TEXT SEGMENT Start Marker
As Spaniards in the peninsula and overseas grappled with the new political reality, for them it created a crisis of legitimacy of rule. Many places in Spain created juntas to rule in place of the legitimate monarch. A Supreme Central Junta was created to coordinate the multiplicity of juntas. Napoleon opened a new way for the Spanish Empire to be constituted. His vision acknowledged the aspirations of Spanish colonies for greater equality and autonomy. Spaniards rejecting Napoleon's rule meant they needed to offer political inducements for Spanish America and the Philippines to stay loyal to the empire. A new Cortes was called with delegates from Spain and overseas components of the Spanish Empire in the Americas and the Philippines. The Spanish organized an interim Spanish government, the Supreme Central Junta, and called for a Cortes to convene with representatives from all Spanish provinces in the empire, in order to establish a government with a firm claim to legitimacy. The Junta first met on 25 September 1808 in Aranjuez and later in Seville, before retreating to Cádiz. Cádiz was the most secure place for the Cortes to take place, since it was a fortified port. Retreating before the advancing French and an outbreak of yellow fever, the Supreme Central Junta moved to Isla de León, where it could be supplied and defended with the help of the Spanish and British navies, and abolished itself, leaving a regency to rule until the Cortes could convene. The Cortes of Cádiz crafted and adopted the Constitution while besieged by French troops, first on Isla de León (now San Fernando), then an island separated from the mainland by a shallow waterway on the Atlantic side of the Bay of Cádiz, and within the small, strategically located city of Cádiz itself.

When the Cortes convened in Cádiz in 1810, there appeared to be two possibilities for Spain's political future if the French could be driven out. The first, represented especially by Gaspar Melchor de Jovellanos, was the restoration of the absolutist Antiguo Régimen ("Old Regime"); the second was to adopt some sort of written constitution.

The Cortes did not have revolutionary intentions, since the Supreme Central Junta saw itself simply as a continuation of the legitimate government of Spain in the absence of a monarch considered legitimate. The opening session of the new Cortes was held on 24 September 1810 in the building now known as the Real Teatro de las Cortes. The opening ceremonies included a civic procession, a Mass, and a call by the President of the Regency, Pedro Quevedo y Quintana, the Bishop of Ourense, for those present to fulfill their task loyally and efficiently. Still, the very act of resistance to the French involved a certain degree of deviation from the doctrine of royal sovereignty: if sovereignty resided entirely in the monarch, then Charles and Ferdinand's abdications in favor of Napoleon would have made Joseph Bonaparte the legitimate ruler of Spain.
TEXT SEGMENT End Marker
PROVIDED DATA Start Marker
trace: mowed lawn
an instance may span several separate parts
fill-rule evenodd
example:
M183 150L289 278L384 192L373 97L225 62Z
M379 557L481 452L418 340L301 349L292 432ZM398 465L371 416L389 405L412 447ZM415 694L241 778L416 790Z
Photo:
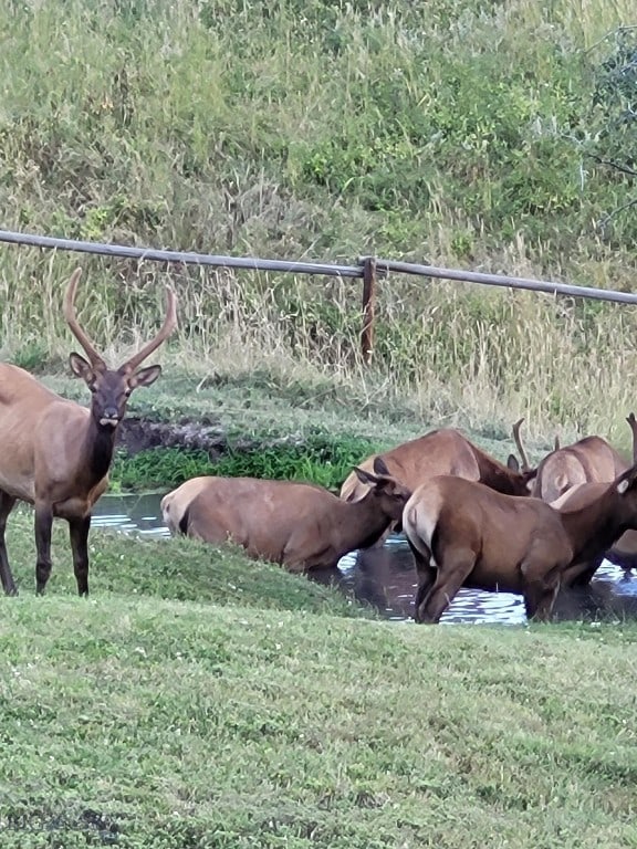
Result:
M634 626L390 623L231 549L91 539L92 597L60 525L36 598L12 517L2 849L637 846Z

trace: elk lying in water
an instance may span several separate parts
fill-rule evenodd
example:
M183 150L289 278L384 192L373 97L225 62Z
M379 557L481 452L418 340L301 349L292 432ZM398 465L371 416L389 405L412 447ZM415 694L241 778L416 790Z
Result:
M534 475L531 469L521 472L513 454L509 455L504 465L453 428L432 430L383 454L369 457L359 468L372 471L376 457L380 457L389 473L411 491L429 478L451 474L469 481L480 481L509 495L528 495L530 481ZM368 484L353 472L341 486L341 497L355 502L365 495L367 489ZM394 523L394 530L399 528L398 521Z
M410 495L382 460L374 463L374 473L356 473L369 490L353 504L307 483L194 478L164 496L161 514L173 534L232 541L249 556L291 572L332 568L348 552L375 543L399 518Z
M637 462L637 420L630 413L626 421L633 433L633 462ZM513 432L515 444L522 460L522 469L528 469L529 463L524 447L520 440L520 431ZM552 506L562 509L581 507L589 500L596 499L601 493L596 483L610 483L629 464L619 453L602 437L585 437L572 446L556 448L542 460L537 467L535 480L531 486L531 494L549 502ZM637 565L637 533L627 531L608 549L592 558L586 568L573 573L564 583L565 586L585 586L607 557L613 563L622 566Z
M558 511L459 478L421 484L403 516L418 572L416 621L438 622L460 587L521 593L528 617L547 619L582 562L637 528L637 465L599 486L584 506Z
M44 591L51 574L51 527L59 516L69 522L77 591L88 594L91 510L108 484L117 428L130 392L150 386L161 371L161 366L138 366L177 323L176 298L168 291L159 333L112 370L77 323L74 300L80 274L77 269L69 282L64 317L88 358L70 356L73 373L92 392L91 408L61 398L18 366L0 364L0 578L8 595L17 589L4 531L18 500L35 506L36 591Z

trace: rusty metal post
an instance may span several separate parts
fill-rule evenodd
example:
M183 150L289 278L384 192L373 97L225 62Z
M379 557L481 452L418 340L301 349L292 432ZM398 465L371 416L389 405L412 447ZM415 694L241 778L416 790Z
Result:
M374 312L376 306L376 259L365 256L363 261L363 329L361 350L363 361L369 364L374 353Z

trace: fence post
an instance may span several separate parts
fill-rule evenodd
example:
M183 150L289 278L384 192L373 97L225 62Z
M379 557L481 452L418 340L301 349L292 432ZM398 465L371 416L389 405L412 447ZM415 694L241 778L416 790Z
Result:
M363 361L369 364L374 353L374 312L376 306L376 259L365 256L363 261L363 329L361 350Z

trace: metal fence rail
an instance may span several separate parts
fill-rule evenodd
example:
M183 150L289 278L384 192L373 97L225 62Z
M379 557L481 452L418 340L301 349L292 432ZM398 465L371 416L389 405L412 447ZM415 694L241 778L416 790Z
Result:
M253 256L226 256L209 253L192 253L189 251L160 251L154 248L132 248L124 244L105 244L102 242L85 242L74 239L55 239L34 233L19 233L11 230L0 230L0 242L23 244L32 248L48 248L60 251L76 251L80 253L103 256L122 256L152 262L168 262L186 265L207 265L212 268L243 269L246 271L274 271L283 274L318 274L363 280L363 327L361 331L361 347L366 363L372 358L374 346L374 313L376 300L376 281L378 274L386 276L390 273L413 274L420 277L455 280L464 283L479 283L487 286L504 286L508 289L524 289L532 292L544 292L551 295L567 295L594 301L610 301L618 304L637 304L637 293L617 292L615 290L593 289L588 286L572 286L566 283L553 283L545 280L529 277L512 277L505 274L485 274L461 269L441 269L436 265L420 265L411 262L382 260L374 256L361 256L356 265L338 265L322 262L295 262L288 260L263 260Z

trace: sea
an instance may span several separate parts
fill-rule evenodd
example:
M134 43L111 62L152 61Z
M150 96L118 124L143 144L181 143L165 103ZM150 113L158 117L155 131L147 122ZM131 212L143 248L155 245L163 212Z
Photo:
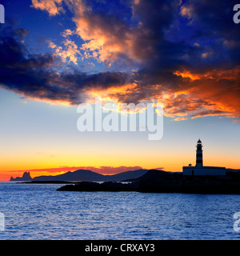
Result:
M240 239L240 194L57 191L62 186L0 182L0 239Z

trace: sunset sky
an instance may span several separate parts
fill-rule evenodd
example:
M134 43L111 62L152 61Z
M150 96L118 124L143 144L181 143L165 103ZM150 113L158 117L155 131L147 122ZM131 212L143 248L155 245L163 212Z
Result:
M199 138L204 165L240 169L237 2L0 0L0 180L181 171ZM77 106L95 96L163 103L162 138L79 132Z

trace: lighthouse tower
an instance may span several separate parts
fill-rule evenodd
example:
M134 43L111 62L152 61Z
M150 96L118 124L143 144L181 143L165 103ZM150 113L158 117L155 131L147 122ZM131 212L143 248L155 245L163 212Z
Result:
PROVIDED DATA End Marker
PROBLEMS AND TASKS |
(a) Can you shorten the paragraph in the passage on the Cortes of Cádiz that begins "When the Cortes convened in Cádiz in 1810" while keeping its main facts?
(b) Could you reproduce the passage on the Cortes of Cádiz from "When the Cortes" up to and including "of written constitution."?
This material comes from a different source than the text.

RESPONSES BY ITEM NUMBER |
(a) When the Cortes met in Cádiz in 1810, Spain had two apparent paths if the French were expelled: restoring the absolutist Old Regime, a position chiefly represented by Gaspar Melchor de Jovellanos, or adopting some kind of written constitution.

(b)
When the Cortes convened in Cádiz in 1810, there appeared to be two possibilities for Spain's political future if the French could be driven out. The first, represented especially by Gaspar Melchor de Jovellanos, was the restoration of the absolutist Antiguo Régimen ("Old Regime"); the second was to adopt some sort of written constitution.